**What needs to be done**:
Please copy the article on Turner's case from "System overload?" down to "rules of litigation.", switching "bottlenecks" to "choke points".

**Exercise passage**:
++++++++

As in Turner’s case, the family in West sought to substitute an estate administrator as the plaintiff, and the district court judge looked to a case from 1880 to enter judgment for the plaintiff — future damages and all — and apply it retroactively to the date the trial ended. In that case, Mitchell v. Overman, 103 U.S. 62, 64-66, the Supreme Court held a court could enter that kind of retroactive judgment if the plaintiff had been alive once his or her case had been submitted.

The only difference between those cases and Turner’s is the nature of their fact-finder, Jefferson argues, because it was a judge in the others and a jury in her mother’s.

But Jefferson contends that’s not a reason to distinguish Turner’s case from the others, since “each fact-finder had the same function: to weigh the evidence, all of which had been submitted, and then render a finding based on that evidence.”

McWilliams and the parties have not yet set a hearing date for the motion, and Stephen and Scott Lane declined to speculate on how Turner’s case would proceed through the circuit court.

System overload?

While it remains unclear how Turner’s case, Jeanette Turner v. Mercy Hospital and Medical Center, 06 L 5913, will proceed in the courtroom, what is clear is that her 10-year-old case will remain pending in the Law Division for some time.

Circuit Judge James P. Flannery Jr., presiding judge of the Law Division, said the case backlog to date has gotten smaller through the years, but there are bottlenecks built into the system simply by the rules of litigation.

For example, he said, parties are given weeks and sometimes months to respond to a lawsuit or particular motion. And that’s just one step. The simplest of cases can likely be filed and disposed of within 18 months, he said, but that time frame only grows with more complex legal issues that may need briefing and with the addition of new parties or law firms.

Considering those kinds of built-in delays, some Law Division judges agree the division is working as efficiently as it can to ensure cases don’t stall in one stage of litigation or another.

“I just don’t know how we could physically go any faster,” Circuit Judge Eileen M. Brewer said.

However, Circuit Judge Kathy M. Flanagan said she sees some potential areas for improvement.

While only about 5 percent of all cases that come through the division make it to trial, all cases have to go through discovery. And it’s that process that has become “so humongous that it actually has taken the place of the trial itself in many cases,” Flanagan said.

“People want to leave no stone unturned,” she said. And while it is certainly important to allow reasonable time to conduct thorough discovery, Flanagan said it becomes “an occupationwide problem” if attorneys are allowed to persistently conduct discovery that may not be useful or admissible come trial time.

“Proportionality is a big, big concept,” she said. “The discovery you want has to be proportional to the kind of case it is and the expense of retrieving it. We’ve just been mired in this continuous slogging on through paper, paper, paper. It has to come to an end because otherwise, you can go into infinity never having a final resolution of a case until parties just exhaust themselves.”

To alleviate those issues, she said, judges and lawyers should both remember the fundamental purpose for discovery.

“It is not supposed to be a game of hide and seek. It’s not supposed to be one-upmanship. It’s not supposed to be just total obstruction from one side to the other,” she said. “It’s supposed to be the parties are expected to work together to decide what is really necessary.”

While Jeanette Turner’s case has experienced several of these hindering factors throughout its life in the circuit court, Stephen Lane said he wouldn’t characterize any actions by either party as unreasonable.

But, considering what happened to Turner, he said there were likely some chances to move more quickly that no one identified as they set out to simply do their jobs.

“There were opportunities that I’m sure were in there that nobody thought about that could have resolved the case a little bit sooner, and a little bit sooner would have been enough,” he said. “I will go to my grave regretting that.”

++++++++

(Extracted records)
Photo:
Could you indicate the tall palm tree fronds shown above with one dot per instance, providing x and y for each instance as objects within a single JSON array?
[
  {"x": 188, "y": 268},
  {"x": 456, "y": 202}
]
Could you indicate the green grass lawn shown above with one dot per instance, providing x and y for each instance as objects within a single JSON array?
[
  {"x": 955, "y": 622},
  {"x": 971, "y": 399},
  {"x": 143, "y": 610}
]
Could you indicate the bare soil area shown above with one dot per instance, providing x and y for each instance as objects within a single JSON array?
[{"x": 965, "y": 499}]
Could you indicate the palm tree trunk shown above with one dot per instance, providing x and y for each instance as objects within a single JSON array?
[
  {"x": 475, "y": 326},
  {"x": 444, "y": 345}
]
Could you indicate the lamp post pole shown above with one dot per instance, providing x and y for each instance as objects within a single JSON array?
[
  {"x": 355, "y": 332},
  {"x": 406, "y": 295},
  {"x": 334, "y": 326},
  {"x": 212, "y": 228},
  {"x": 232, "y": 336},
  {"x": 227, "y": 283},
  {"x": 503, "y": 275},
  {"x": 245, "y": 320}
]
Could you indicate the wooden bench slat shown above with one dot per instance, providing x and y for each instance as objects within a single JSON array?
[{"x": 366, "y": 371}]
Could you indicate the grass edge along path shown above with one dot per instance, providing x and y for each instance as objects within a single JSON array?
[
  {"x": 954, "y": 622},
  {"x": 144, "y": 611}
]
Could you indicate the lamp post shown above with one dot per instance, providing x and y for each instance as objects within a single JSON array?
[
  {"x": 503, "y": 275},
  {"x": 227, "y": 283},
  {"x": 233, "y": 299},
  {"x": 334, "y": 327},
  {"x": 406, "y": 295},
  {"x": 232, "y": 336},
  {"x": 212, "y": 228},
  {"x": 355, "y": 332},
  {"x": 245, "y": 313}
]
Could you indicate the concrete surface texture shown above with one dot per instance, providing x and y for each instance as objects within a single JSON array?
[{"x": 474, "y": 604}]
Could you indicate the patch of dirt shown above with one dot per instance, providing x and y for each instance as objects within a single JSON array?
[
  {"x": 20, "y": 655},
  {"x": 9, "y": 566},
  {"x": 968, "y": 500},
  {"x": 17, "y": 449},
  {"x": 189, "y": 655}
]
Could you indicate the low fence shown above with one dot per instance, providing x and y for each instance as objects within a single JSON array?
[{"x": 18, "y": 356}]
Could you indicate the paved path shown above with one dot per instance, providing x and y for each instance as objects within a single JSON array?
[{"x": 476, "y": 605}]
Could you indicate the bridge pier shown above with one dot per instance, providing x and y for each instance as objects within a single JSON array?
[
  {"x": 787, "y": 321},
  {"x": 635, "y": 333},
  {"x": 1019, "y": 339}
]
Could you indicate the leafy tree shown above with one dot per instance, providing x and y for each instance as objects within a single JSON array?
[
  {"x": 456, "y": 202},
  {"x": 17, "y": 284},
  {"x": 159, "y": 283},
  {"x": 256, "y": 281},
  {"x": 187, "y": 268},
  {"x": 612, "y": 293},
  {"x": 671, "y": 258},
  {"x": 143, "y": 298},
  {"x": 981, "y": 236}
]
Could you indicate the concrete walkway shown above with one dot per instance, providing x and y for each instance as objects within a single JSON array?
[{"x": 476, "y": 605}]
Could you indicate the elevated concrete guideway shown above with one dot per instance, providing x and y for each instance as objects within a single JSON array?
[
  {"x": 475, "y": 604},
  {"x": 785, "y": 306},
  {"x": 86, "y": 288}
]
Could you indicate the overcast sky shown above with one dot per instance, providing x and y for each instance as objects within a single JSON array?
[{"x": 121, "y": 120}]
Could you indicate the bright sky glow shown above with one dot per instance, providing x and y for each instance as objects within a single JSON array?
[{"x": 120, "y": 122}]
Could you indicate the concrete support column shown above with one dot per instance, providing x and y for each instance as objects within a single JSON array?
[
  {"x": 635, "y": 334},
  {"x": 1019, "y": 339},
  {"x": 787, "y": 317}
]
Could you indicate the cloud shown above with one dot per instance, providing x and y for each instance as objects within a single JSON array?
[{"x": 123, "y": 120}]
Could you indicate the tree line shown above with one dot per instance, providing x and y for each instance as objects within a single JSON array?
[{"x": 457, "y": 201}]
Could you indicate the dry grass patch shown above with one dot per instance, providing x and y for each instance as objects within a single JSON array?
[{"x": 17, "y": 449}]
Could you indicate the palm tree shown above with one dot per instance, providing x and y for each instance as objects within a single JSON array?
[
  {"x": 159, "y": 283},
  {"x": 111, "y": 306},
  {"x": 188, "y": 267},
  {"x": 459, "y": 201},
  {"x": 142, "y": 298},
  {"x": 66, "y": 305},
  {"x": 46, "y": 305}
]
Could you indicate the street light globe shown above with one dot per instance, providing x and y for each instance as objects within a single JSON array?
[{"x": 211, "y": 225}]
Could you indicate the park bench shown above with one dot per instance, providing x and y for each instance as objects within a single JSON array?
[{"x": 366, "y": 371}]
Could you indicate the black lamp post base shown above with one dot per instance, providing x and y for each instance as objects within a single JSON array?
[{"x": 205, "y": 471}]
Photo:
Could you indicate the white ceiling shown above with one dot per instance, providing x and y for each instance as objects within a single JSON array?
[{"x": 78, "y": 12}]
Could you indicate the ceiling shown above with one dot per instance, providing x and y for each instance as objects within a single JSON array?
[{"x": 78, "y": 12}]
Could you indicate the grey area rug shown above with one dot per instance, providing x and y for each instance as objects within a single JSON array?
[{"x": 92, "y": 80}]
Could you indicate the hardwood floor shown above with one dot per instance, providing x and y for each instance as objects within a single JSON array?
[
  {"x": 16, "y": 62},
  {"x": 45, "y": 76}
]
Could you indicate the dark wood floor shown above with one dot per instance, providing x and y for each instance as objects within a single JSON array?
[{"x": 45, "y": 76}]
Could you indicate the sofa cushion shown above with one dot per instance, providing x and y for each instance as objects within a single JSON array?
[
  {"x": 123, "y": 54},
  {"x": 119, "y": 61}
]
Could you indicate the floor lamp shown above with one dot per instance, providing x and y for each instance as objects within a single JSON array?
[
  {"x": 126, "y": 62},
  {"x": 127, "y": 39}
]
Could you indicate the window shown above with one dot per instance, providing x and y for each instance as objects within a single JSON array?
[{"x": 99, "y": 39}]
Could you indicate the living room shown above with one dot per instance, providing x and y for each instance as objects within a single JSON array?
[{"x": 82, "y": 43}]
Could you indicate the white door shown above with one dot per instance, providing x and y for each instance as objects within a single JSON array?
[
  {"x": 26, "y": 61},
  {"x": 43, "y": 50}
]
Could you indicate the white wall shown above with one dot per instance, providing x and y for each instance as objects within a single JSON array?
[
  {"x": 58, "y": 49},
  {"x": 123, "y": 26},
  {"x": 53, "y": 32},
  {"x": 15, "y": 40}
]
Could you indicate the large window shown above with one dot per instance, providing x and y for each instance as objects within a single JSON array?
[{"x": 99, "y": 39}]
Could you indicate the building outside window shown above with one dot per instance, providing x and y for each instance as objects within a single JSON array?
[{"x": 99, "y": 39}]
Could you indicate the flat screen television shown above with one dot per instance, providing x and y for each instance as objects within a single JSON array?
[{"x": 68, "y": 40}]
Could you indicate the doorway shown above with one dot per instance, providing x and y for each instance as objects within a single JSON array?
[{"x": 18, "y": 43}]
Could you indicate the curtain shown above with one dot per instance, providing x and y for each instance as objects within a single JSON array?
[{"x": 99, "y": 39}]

++++++++

**Solution to the exercise**:
System overload?

While it remains unclear how Turner’s case, Jeanette Turner v. Mercy Hospital and Medical Center, 06 L 5913, will proceed in the courtroom, what is clear is that her 10-year-old case will remain pending in the Law Division for some time.

Circuit Judge James P. Flannery Jr., presiding judge of the Law Division, said the case backlog to date has gotten smaller through the years, but there are choke points built into the system simply by the rules of litigation.